Despite achieving universal access to energy in 2008, the Maldives faces various financial, technical, regulatory and infrastructural challenges in its power sector. The high cost of power generation in the country continues to be one of its biggest challenges. Heavy reliance on the import of fossil fuels, and the subsequent high transportation costs of accessing the fuel, lack of economies of scale and poor infrastructure have severely increased the cost of electricity. The World Bank has estimated this cost to be steep, ranging from $0.23 per kWh in the most efficient diesel generators to $0.7 per kWh in the smaller inhabited islands. The country also faces limitations in financing due to reduced public sector financing capacity and difficulties in structuring financing models for renewable energy projects. As a result, the Maldives is currently dependent on grants and soft loans from development organisations to boost private investments in the power sector.

Since the sector is capital intensive, boosting private sector participation would be crucial for achieving the 2030 targets. There is also a lack of trained personnel to keep up with the technical know-how required for a smooth shift to renewable energy. For sustained energy security, investing in human resources and R&D would be crucial for the country’s energy transition. Creating an enabling regulatory and policy environment to provide the required resources, attract attention and build investor confidence is also essential. This can be done by laying down well-defined standards for renewable energy developers, and offering tax exemptions/reductions and other fiscal/non-fiscal incentives.
::::
» Work request 1
Reproduce word for word the part of the Maldives power sector passage starting at "Since the sector" and ending at "other fiscal/non-fiscal incentives.".
» Work request 2
Recast the paragraph of the Maldives power sector passage that opens with "Despite achieving universal access" as a short bulleted list of its main facts.
» Work request 3
Extend the Maldives power sector passage with a further paragraph that picks up after its final sentence.
The listing comes from a separate, unrelated source.
::::
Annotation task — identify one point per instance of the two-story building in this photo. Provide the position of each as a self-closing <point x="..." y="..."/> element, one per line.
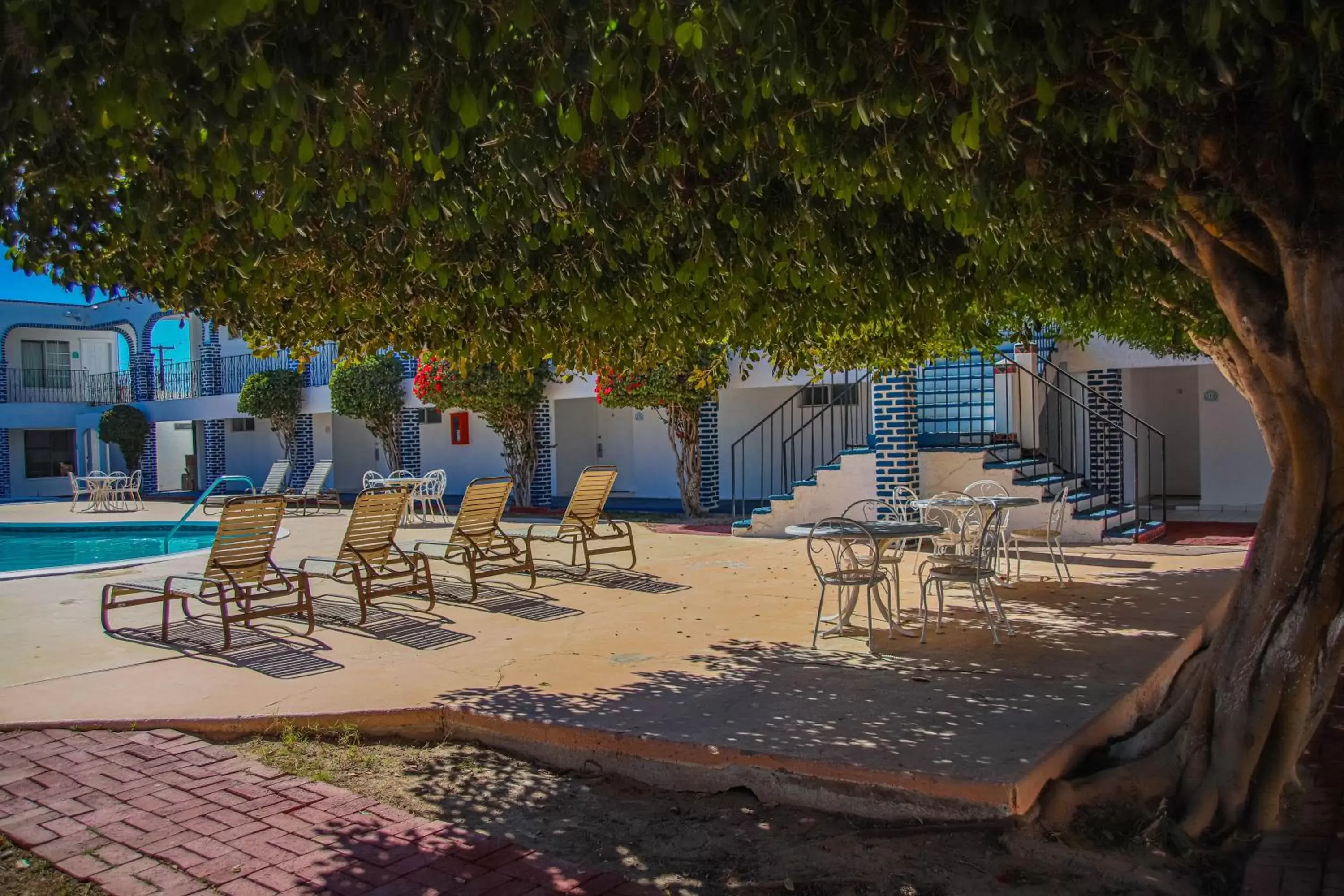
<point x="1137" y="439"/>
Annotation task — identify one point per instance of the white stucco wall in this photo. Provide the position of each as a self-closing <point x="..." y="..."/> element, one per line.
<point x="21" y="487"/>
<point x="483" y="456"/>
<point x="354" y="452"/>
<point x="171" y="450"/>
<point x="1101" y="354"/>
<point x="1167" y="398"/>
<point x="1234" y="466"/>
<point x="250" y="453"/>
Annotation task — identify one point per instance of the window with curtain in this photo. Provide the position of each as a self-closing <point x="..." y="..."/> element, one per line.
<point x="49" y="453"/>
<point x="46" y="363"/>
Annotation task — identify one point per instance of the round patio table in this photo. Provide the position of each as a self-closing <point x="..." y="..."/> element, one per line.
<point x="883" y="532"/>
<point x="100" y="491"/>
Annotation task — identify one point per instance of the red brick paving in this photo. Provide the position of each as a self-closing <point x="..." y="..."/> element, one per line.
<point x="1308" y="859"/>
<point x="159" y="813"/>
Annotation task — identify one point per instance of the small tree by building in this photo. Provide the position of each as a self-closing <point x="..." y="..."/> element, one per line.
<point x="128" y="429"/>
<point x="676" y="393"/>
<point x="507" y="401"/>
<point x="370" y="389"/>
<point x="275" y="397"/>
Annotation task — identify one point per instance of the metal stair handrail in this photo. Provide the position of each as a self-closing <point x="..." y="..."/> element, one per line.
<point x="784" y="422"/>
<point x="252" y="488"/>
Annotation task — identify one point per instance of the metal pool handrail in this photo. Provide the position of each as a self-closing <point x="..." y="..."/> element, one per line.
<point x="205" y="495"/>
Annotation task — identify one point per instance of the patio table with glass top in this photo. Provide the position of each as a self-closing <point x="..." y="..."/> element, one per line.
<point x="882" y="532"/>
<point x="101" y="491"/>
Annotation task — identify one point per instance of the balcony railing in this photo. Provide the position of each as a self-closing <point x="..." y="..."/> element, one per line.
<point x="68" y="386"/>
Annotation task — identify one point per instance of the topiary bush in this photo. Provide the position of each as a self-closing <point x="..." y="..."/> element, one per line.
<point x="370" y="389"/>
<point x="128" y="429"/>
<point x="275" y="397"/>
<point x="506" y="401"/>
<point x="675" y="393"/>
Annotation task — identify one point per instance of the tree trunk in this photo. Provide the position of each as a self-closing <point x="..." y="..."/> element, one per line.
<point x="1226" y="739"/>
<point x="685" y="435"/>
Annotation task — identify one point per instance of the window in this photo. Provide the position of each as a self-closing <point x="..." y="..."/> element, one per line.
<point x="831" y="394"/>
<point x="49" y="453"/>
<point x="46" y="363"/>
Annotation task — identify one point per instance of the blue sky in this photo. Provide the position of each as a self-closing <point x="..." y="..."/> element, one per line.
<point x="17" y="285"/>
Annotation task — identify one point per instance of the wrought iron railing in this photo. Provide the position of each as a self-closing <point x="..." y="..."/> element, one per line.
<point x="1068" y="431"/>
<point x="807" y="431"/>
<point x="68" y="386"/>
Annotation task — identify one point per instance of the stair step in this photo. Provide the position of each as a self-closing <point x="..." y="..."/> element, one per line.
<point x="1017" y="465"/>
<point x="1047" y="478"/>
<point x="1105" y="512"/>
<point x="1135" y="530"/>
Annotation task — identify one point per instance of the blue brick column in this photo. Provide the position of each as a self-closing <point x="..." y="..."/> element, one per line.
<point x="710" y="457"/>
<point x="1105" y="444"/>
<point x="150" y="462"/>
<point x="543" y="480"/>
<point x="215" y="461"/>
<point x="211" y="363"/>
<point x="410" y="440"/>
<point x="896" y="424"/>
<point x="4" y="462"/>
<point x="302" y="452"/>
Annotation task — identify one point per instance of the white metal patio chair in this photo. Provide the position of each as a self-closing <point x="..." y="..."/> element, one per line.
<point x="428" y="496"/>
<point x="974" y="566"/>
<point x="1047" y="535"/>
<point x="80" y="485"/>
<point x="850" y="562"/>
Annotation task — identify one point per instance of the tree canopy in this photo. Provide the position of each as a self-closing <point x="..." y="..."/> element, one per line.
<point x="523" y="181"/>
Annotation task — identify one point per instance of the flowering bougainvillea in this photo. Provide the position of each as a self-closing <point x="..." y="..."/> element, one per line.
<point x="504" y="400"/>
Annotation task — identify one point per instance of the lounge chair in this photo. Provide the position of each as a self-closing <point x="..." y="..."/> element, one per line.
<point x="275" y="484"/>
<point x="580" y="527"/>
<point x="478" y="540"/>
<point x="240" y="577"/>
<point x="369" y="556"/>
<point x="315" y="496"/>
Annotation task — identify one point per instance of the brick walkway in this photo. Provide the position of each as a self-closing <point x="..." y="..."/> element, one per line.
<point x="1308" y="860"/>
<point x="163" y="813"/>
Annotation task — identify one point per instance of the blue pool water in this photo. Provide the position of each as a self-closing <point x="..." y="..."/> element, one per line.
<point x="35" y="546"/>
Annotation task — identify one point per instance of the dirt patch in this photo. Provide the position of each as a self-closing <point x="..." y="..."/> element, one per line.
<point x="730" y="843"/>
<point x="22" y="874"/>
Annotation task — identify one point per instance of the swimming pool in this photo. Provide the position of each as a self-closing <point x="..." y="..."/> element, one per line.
::::
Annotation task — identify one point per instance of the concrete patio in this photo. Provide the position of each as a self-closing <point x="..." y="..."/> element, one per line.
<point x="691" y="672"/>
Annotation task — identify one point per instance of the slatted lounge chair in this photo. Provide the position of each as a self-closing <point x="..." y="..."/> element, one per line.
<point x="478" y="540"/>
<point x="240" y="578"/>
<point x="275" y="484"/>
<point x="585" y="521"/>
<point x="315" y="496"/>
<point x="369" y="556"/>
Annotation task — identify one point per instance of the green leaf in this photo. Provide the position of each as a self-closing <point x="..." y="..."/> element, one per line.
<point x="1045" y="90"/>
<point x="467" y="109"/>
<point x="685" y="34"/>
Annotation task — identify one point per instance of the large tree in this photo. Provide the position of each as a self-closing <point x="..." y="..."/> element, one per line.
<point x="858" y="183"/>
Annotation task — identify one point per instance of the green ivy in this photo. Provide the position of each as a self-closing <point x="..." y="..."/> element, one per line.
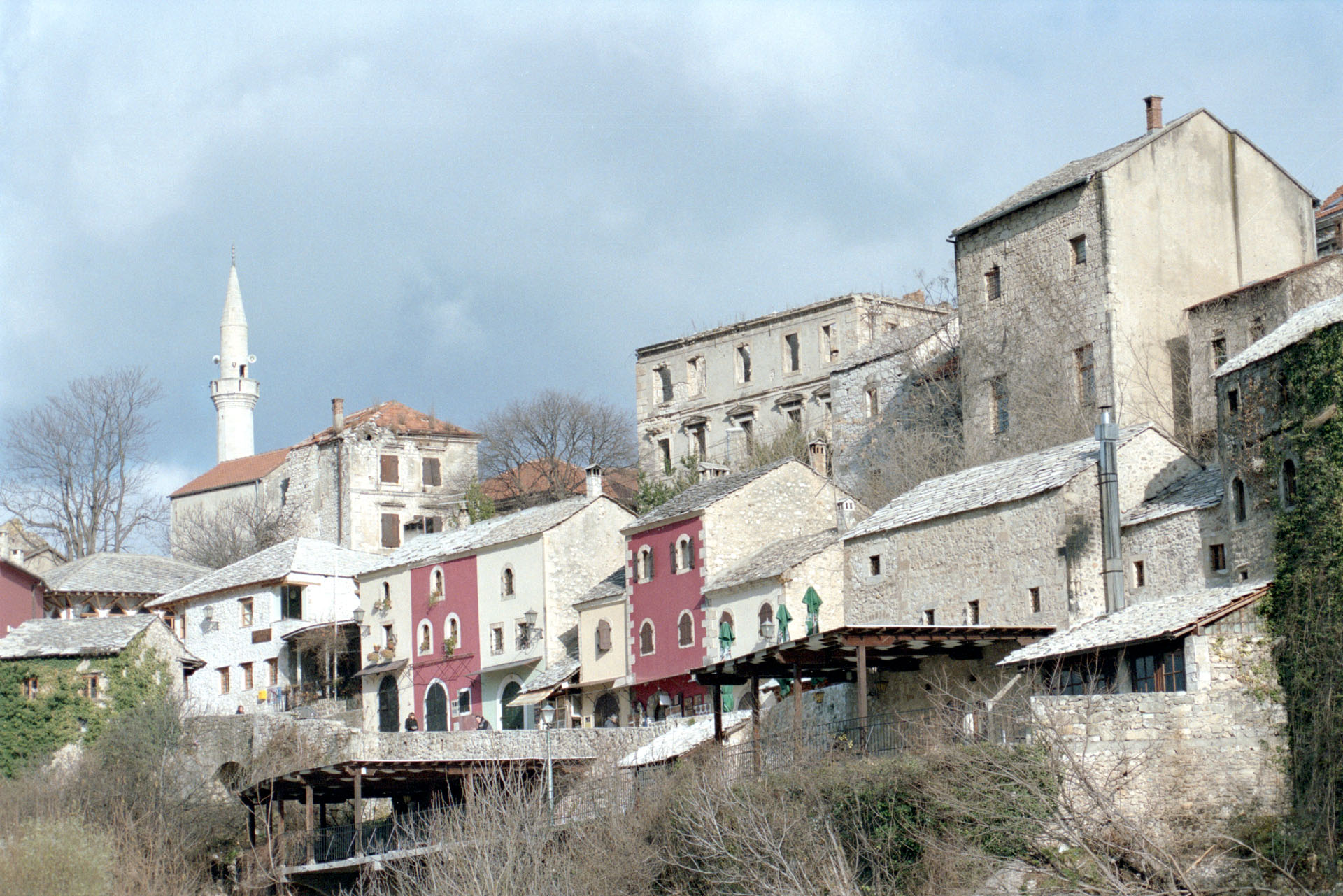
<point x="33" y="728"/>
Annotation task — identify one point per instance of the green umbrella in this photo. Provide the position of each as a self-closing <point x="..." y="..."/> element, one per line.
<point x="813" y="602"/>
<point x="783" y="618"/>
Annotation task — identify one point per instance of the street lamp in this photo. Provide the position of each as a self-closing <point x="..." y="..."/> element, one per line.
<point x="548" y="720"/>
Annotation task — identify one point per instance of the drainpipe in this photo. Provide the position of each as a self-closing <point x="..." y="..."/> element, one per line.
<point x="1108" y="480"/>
::::
» Answer section 1
Since the sector is capital intensive, boosting private sector participation would be crucial for achieving the 2030 targets. There is also a lack of trained personnel to keep up with the technical know-how required for a smooth shift to renewable energy. For sustained energy security, investing in human resources and R&D would be crucial for the country’s energy transition. Creating an enabling regulatory and policy environment to provide the required resources, attract attention and build investor confidence is also essential. This can be done by laying down well-defined standards for renewable energy developers, and offering tax exemptions/reductions and other fiscal/non-fiscal incentives.

» Answer section 2
- The Maldives reached universal access to energy in 2008, but its power sector still faces financial, technical, regulatory and infrastructural challenges.
- High power generation cost is one of the biggest problems.
- Costs are driven up by heavy reliance on imported fossil fuels, high fuel transportation costs, lack of economies of scale and poor infrastructure.
- The World Bank estimates the cost at $0.23 per kWh in the most efficient diesel generators up to $0.7 per kWh in the smaller inhabited islands.
- Financing is limited by reduced public sector financing capacity and difficulty structuring financing models for renewable energy projects.
- The country depends on grants and soft loans from development organisations to boost private investment in the sector.

» Answer section 3
Future outlook

As the Maldives transitions towards a greener power sector, it must address the potential opportunities and challenges in the sector. There are several sectors that provide an opportunity for the integration of renewable energy in the country. Sea transport is critical to the country’s economic activities. There is immense potential to create energy efficient fleets and a modern harbour infrastructure that utilises solar PV or wind energy. The public transport sector can also drive the uptake of EVs, while local sea boats can be run on hybrid solar power. The building construction code should be updated in accordance with the goals of the power sector. These codes can issue obligations for the establishment of energy technologies such as rooftop solar panels, solar water heating and EV charging infrastructure in existing as well as new buildings.

Access to domestic financing is another necessary prerequisite to make the power sector cleaner. A few financing mechanisms at the national level have been established in the country. These include the Maldives Green Fund operated by the Ministry of Environment since 2019, the Green Loan Scheme operated by the Bank of Maldives, the Renewable Energy Development Fund and the Fund for Renewable Energy System Applications. Such financing models should be developed consistently to keep up with the requirements of the industry. Further, policies that promote skill development, private investments, knowledge sharing and bilateral cooperation can be adopted to enable swifter development in the sector. In the coming years, the Maldivian government is likely to witness greater renewable energy integration in its energy portfolio. Pilot projects for exploring floating solar PV, ocean energy, fuel cells, EVs and energy storage are also expected to come up.